_Records shown_
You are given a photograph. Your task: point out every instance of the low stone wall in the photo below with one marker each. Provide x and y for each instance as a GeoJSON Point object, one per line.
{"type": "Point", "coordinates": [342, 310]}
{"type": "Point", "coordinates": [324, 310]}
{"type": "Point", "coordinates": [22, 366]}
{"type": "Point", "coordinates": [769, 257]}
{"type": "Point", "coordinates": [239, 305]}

_Aim of the task_
Set down the entire listing once more, keeping every line exactly as it reads.

_Task output_
You are given a photograph. Your task: point out every instance of the low stone wall in the photo below with one marker each. Provide x and y for each instance as a GeoJSON Point object, one per line.
{"type": "Point", "coordinates": [342, 310]}
{"type": "Point", "coordinates": [324, 310]}
{"type": "Point", "coordinates": [22, 366]}
{"type": "Point", "coordinates": [769, 257]}
{"type": "Point", "coordinates": [239, 305]}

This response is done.